------ Materials provided

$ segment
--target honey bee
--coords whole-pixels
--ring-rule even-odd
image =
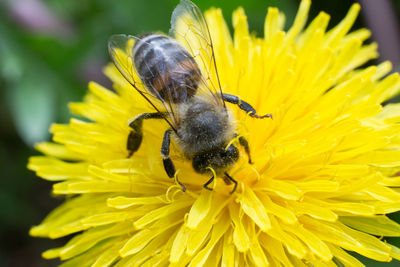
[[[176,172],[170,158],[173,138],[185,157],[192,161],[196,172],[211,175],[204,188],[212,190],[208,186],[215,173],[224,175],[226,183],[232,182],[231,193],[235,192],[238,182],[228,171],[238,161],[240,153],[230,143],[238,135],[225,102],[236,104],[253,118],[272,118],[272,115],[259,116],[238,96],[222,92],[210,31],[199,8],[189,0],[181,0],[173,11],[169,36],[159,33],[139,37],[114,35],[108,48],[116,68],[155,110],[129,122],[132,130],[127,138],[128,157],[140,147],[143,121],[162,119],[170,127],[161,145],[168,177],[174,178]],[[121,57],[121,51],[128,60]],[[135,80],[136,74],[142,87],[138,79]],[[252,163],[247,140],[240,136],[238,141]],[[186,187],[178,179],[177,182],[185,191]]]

------------

Pictures aside, reproduce all of the material above without alteration.

» **Result of this task**
$ segment
--target honey bee
--coords whole-pixels
--ring-rule even-odd
image =
[[[176,172],[170,158],[173,138],[185,157],[192,161],[196,172],[211,175],[204,188],[212,190],[208,186],[215,173],[224,175],[226,183],[232,182],[231,193],[235,192],[238,182],[228,171],[238,161],[240,153],[230,143],[238,135],[225,102],[236,104],[253,118],[272,118],[272,115],[259,116],[238,96],[222,92],[210,31],[199,8],[189,0],[181,0],[173,11],[169,36],[159,33],[139,37],[114,35],[108,48],[116,68],[155,110],[129,122],[132,130],[127,138],[128,157],[140,147],[143,121],[162,119],[170,127],[161,145],[168,177],[174,178]],[[121,57],[121,51],[128,60]],[[135,80],[136,74],[142,87],[138,79]],[[252,163],[247,140],[240,136],[238,141]],[[186,187],[178,179],[177,182],[185,191]]]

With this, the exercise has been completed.